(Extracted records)
———

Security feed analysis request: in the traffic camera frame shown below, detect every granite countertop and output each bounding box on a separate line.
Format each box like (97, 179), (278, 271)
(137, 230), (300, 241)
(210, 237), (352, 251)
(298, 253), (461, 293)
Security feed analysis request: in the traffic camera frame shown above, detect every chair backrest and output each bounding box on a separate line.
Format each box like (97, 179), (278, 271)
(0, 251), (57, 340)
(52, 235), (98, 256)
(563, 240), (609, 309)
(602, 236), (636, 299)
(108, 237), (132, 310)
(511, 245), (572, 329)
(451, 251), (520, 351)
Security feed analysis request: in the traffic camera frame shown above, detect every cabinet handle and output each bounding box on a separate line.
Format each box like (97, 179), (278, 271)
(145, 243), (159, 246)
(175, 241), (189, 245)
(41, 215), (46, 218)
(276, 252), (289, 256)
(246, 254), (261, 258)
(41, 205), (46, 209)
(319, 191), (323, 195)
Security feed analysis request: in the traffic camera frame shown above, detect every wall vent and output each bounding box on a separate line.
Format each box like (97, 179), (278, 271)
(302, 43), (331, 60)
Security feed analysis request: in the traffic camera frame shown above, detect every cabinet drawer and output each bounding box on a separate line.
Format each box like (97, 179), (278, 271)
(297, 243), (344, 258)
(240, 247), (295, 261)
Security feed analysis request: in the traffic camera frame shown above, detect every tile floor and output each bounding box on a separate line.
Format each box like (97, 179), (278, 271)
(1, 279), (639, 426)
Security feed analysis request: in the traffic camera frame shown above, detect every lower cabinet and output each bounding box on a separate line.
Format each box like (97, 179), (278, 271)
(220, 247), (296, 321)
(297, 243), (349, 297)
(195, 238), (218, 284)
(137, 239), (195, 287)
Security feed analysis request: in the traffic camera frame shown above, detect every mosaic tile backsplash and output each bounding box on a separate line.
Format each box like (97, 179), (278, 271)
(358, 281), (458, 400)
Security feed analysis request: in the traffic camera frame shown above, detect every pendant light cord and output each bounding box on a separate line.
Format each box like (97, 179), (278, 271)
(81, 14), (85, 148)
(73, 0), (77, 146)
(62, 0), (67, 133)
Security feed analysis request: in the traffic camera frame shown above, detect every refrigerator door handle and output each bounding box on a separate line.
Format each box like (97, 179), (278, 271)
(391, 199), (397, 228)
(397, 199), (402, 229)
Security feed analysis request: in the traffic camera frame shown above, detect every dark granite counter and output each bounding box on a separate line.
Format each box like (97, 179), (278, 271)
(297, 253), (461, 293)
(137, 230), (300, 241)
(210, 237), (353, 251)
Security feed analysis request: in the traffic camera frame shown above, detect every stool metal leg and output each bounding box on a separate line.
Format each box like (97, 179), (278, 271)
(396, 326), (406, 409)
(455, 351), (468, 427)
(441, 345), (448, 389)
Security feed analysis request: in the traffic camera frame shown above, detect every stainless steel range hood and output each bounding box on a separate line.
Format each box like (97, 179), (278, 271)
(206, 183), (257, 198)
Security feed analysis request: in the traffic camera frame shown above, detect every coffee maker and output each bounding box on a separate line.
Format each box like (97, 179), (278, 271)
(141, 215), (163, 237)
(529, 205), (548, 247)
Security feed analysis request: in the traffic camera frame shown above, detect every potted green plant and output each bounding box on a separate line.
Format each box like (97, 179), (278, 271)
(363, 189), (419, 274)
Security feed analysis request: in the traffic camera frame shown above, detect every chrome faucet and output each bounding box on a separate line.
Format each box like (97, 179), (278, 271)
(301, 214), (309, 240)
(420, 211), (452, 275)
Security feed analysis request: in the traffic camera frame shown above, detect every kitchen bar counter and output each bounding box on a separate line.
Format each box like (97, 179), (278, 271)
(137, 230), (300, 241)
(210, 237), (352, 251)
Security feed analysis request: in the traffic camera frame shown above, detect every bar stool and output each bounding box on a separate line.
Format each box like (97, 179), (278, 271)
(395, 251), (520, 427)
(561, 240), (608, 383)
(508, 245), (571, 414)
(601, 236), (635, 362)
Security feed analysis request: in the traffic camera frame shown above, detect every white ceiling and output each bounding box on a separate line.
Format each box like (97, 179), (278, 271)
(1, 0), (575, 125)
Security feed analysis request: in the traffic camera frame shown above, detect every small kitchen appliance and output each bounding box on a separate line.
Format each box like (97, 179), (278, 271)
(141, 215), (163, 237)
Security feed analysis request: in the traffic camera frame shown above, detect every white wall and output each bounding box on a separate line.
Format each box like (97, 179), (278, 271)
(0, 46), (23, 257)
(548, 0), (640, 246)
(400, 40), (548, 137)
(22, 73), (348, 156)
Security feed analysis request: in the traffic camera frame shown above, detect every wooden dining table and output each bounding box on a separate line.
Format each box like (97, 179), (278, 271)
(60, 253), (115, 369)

———

> _Exercise directions_
Every line in the data above has to be retyped exactly.

> _Completed exercise_
Security feed analysis request: in the traffic camera frame shown below, detect every granite countertop and output each bounding box on a separate line.
Format each box like (97, 179), (278, 271)
(137, 230), (300, 241)
(210, 237), (352, 251)
(298, 253), (461, 293)
Security feed analysis request: in the traffic camera frame shown above, detect every chair backrest and output each bounding box on a separate line.
Format each box like (97, 179), (278, 271)
(0, 251), (57, 340)
(52, 235), (98, 256)
(563, 240), (609, 309)
(602, 236), (636, 299)
(108, 237), (132, 310)
(511, 245), (572, 329)
(451, 251), (520, 351)
Security feed analysis request: in the traffic camera frame shown above, detect every cabinet handle and output each bounding box on a separate line.
Format each box like (97, 179), (278, 271)
(145, 243), (159, 246)
(175, 241), (189, 245)
(41, 215), (46, 218)
(276, 252), (289, 256)
(246, 254), (261, 258)
(41, 205), (46, 209)
(319, 191), (323, 195)
Security feed analysis request: in the traffic camera frame shown above, detect every wall vent and output each bounding box on a separate line.
Format each box like (97, 179), (278, 271)
(302, 43), (331, 60)
Security feed analysis request: in the traffic camera frame shown above, detect every cabinet drawer and output each bounding box on a separate line.
Format each box like (97, 179), (278, 271)
(297, 243), (344, 258)
(240, 247), (295, 261)
Security feed analysis request: in the traffic camera frame shown above, detect every tile floor and output each bounding box on a separate line.
Format each box like (97, 179), (278, 271)
(1, 279), (639, 426)
Security feed analysis request: in the traffic camera frame shown above, detect every lower cabinet and output each bounding box on a separate line.
Format each box like (97, 179), (278, 271)
(220, 247), (296, 321)
(297, 243), (349, 297)
(195, 238), (218, 284)
(137, 239), (195, 287)
Security feed analysis request: in the traffic camera frame shown above, detect every mosaic tile backsplash and output each bounding box on a separate line.
Format each box like (97, 179), (278, 271)
(358, 281), (458, 400)
Security feed analysis request: in the traffic camera frame shown above, detect every pendant light cord and output each bounding box on a separate line.
Format each box like (97, 179), (278, 271)
(81, 14), (85, 148)
(73, 0), (77, 146)
(62, 0), (67, 133)
Security feed analysis request: in the traffic camera frame shown above, detect every refrigerator door handle and output each bounding box on a separate line.
Format each box like (97, 179), (278, 271)
(391, 199), (397, 228)
(397, 199), (402, 229)
Security feed analysis request: in the traffic camera frame shown above, detect every dark granite counter and output each bounding box on a separate line.
Format each box like (97, 179), (278, 271)
(297, 253), (461, 293)
(137, 230), (300, 241)
(210, 237), (353, 251)
Security feed analysis request: in the traffic camera frame shown above, detect every stool metal leg and output each bounding box on a separate line.
Format each box like (97, 179), (278, 271)
(396, 326), (406, 409)
(455, 351), (468, 427)
(441, 345), (448, 389)
Security feed analysis request: in the traffic camera frame shown above, detect every stainless steel range hood and output each bounding box on a separate line.
Format each box like (97, 179), (278, 271)
(206, 183), (257, 198)
Security feed analysis request: in the traffic camera frame shown above, detect every coffee maker and output each bounding box on a separate line.
Format each box like (97, 179), (278, 271)
(141, 215), (163, 237)
(529, 205), (548, 247)
Security feed analysis request: in the traffic camera frame shown above, detect every potted green plant and output each bounding box on a separate line.
Format each box like (97, 179), (278, 271)
(363, 189), (419, 274)
Security feed analysis request: in the traffic camera frame shown above, detect every chrome faucet and output each bounding box on a separate line.
Format each box like (97, 179), (278, 271)
(301, 214), (309, 240)
(420, 211), (452, 275)
Security feed analysis request: in the traffic camera frame shown above, detect every kitchen bar counter and output each bounding box on a separate line.
Format each box like (97, 179), (278, 271)
(137, 230), (300, 241)
(210, 237), (352, 251)
Security feed analysis request: in the traffic camera frame shown above, detect every bar stool and output each bounding box on a separate line.
Format each box like (97, 179), (278, 271)
(395, 251), (520, 427)
(561, 240), (608, 383)
(508, 245), (571, 414)
(601, 236), (635, 362)
Security feed analysis request: in the traffic camera frame shown above, detect every white ceiling and output each bounding box on a separate line.
Format each box like (97, 179), (278, 271)
(1, 0), (575, 125)
Security feed analysis request: in the traffic camera frame shown above, detect every small kitchen appliance and output each bounding box on a separate line.
Format each box like (97, 179), (278, 271)
(141, 215), (163, 237)
Security feed analysis request: in the traffic camera frame shown above, detect every white wall and output each bounding box on a separate line.
Format each box like (97, 179), (278, 271)
(0, 46), (23, 257)
(548, 0), (640, 246)
(400, 40), (548, 137)
(22, 73), (348, 156)
Security feed analysis request: in the traffic camera frame shown above, detect every wooden dining table and output each bounding box on a separate line.
Format each box like (97, 179), (278, 271)
(60, 253), (115, 369)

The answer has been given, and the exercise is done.